+++ TEKS BACAAN

Pemberdayaan UMKM Se-Nusantara Pasca Pandemi
UMKM atau Usaha Mikro Kecil dan Menengah adalah suatu badan usaha atau usaha perseorangan berskala kecil yang terbatas pada jumlah pekerja, aset, dan omset, dan usaha tsb dikelola secara sederhana yang umumnya menggunakan cara dan siasat bisnis yang biasa atau sederhana apa adanya.
Dalam rumpun UMKM, pengusaha yang sudah dikategorikan kelas menengah, sebetulnya tak terlalu pusing, siasat bisnis dari si Abdul pun jadi, yang penting bisnis berputar baik. Kalau pebisnis menengah ini kontraktor rekanan pemerintah katakanlah di Kota/Kabupaten, saran si Gofar pun jadi, ntah itu cara-cara meng-approach Bos Pemegang Kuasa Anggaran di Kota/Kabupaten yang membawahi proyek tertentu yang kelihatannya gurih begitu, sehingga air liur si kontraktor bernama Polan yang bukan Polandia ini sudah sejak kemarin-kemarin keluar, syukur-syukur nggak dikerubungi lalat hijau.
Kebalikannya bagi pengusaha kecil apalagi mikro, bayangkan mikro, melihatnya pun harus pakai mikroskop segala. Jangan-jangan itu pun nggak kelihatan saking kecilnya. Tapi syukurlah mikroskop canggih ternyata ada meskipun tak banyak di masyarakat sekitar kita.
Dalam keseharian, coba periksa dengan mikroskop alami tapi canggih itu mana-mana saja usaha mikro, lalu periksa apakah mereka berbisnis di lahan sendiri, lalu periksa lagi, berapa rental tempat usaha 2X2 meter disitu. Setelah semuanya itu, coba rasakan nafas anda dan bagaimana denyut nadi anda. Tarik nafas terus bukan diiringi denyut nadi ibarat irama krl di rel KAI Jabodetabek, bahkan sudah mirip dengan lagu Money dari Pink Floyd yang kian lama kian mendaki mencapai sebuah klimaks oh money and money.
Itulah sosok si Mikro dan si Menengah. Yang membedakan keduanya hanya kiat dalam berbisnis saja.
Tak heran kalangan orang pintar sudah sejak lama menamainya Usaha Mikro, ntah itu tukang jamu keliling bakulan, ntah itu pedagang rombong atau gerobak yang didorong-dorong keliling kampung, syukur-syukur sudah dimodalin mesin gojek agar bisa keliling kota, bahkan pernah saya lihat saking mikronya ada usaha di Tangerang yang menjual rujak dengan alat uleg tradisional keliling dipikul kampung ke kampung. Sesudah dicoba, lumayan juga, tapi ketika si mikro ditanya ini itu, ya planga-plongo.
Disinilah perlunya pemerintah memfasilitasi usaha mikro yang bertebaran di segenap penjuru nusantara ini dengan sebijak-bijaknya. Bagaimana tidak, karena merekalah sesungguhnya soko guru perekonomian rakyat di negeri ini. Menurut Data Kementerian Koperasi dan UMKM tahun 2020-an, mayoritas pelaku UMKM yang jumlahnya jutaan itu mengalami berbagai kondisi serius akibat pandemi Covid-19 yang terdiri dari 56% mengalami penurunan penjualan, 22% mengalami kesulitan modal, 15% mengalami kesulitan dalam distribusi produk dan 4% kesulitan dalam pengadaan bahan baku. Para pelaku UMKM juga terpaksa melakukan PHK.
Normal baru yang baru saja berjalan setelah pembatasan ini itu dicabut oleh pemerintah, meski sudah sedikit bernafas, tapi pada kenyataannya banyak pengusaha UMKM yang masih megap-megap, karenanya diperlukan strategi yang tepat untuk mengembalikan eksistensi UMKM di persaingan bisnis. Strategi seperti apa itu. Pemerintahlah yang memikirkannya. Tapi yang pasti bagaimana mendudukkan yang masih megap-megap itu di kursi UMKM yang sebenarnya.

++++++
+++ DATA YANG DIBERIKAN

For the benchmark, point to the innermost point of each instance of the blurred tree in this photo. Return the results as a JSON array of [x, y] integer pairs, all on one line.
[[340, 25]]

++++++
+++ DATA YANG DIBERIKAN

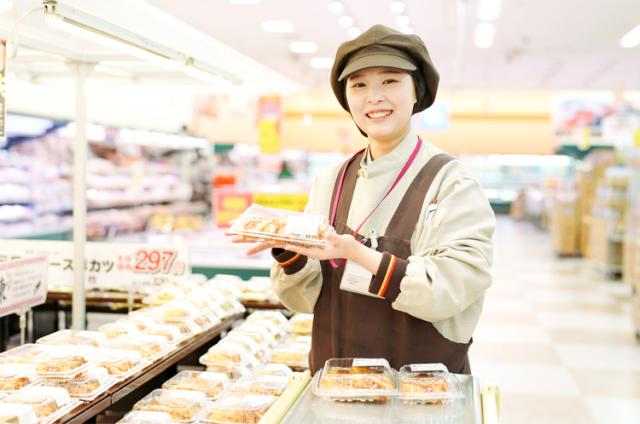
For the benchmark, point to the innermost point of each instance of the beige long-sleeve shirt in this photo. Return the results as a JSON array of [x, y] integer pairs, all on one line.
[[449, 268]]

++++++
+++ DATA YANG DIBERIKAN

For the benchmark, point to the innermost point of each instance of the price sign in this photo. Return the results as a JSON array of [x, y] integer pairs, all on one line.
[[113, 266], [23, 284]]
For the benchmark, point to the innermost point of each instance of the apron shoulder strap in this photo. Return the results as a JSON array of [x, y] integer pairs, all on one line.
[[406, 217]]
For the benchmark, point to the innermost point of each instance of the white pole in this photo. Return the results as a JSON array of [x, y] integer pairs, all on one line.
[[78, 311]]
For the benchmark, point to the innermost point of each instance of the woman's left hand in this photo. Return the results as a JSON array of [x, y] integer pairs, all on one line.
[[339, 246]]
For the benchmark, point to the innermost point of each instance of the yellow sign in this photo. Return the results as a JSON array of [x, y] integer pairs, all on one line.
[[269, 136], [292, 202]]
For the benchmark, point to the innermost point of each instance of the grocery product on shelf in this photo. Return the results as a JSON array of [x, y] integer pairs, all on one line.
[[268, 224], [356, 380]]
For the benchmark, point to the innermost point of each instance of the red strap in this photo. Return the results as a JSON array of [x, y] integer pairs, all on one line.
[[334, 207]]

++++++

» TUGAS
(1) Tentukan apakah setiap pernyataan berikut sesuai dengan teks tentang UMKM. Jawab ya atau tidak, lalu kutip kata-kata teks yang menentukan jawabanmu. (a) Menurut data Kementerian Koperasi dan UMKM, 22% pelaku UMKM mengalami kesulitan modal akibat pandemi. (b) Usaha mikro dan usaha menengah dibedakan oleh jumlah modalnya. (c) Strategi untuk mengembalikan eksistensi UMKM dipikirkan oleh para pelaku UMKM sendiri.
(2) Rangkum teks tentang UMKM dalam tiga kalimat.
Daftar di atas tidak diperlukan untuk mengerjakan latihan ini.

» KUNCI JAWABAN
(1)
(a) Ya: "22% mengalami kesulitan modal".
(b) Tidak: "Yang membedakan keduanya hanya kiat dalam berbisnis saja."
(c) Tidak: "Pemerintahlah yang memikirkannya."

(2) UMKM adalah usaha berskala kecil dengan jumlah pekerja, aset, dan omset yang terbatas serta dikelola secara sederhana, dan usaha mikro dengan usaha menengah hanya dibedakan oleh kiat berbisnisnya. Menurut data Kementerian Koperasi dan UMKM, mayoritas pelaku UMKM mengalami kondisi serius akibat pandemi Covid-19, antara lain 56% mengalami penurunan penjualan dan 22% mengalami kesulitan modal. Karena banyak pengusaha UMKM masih megap-megap pada masa normal baru, pemerintah perlu memfasilitasi usaha mikro dan menyiapkan strategi yang tepat untuk mengembalikan eksistensi UMKM.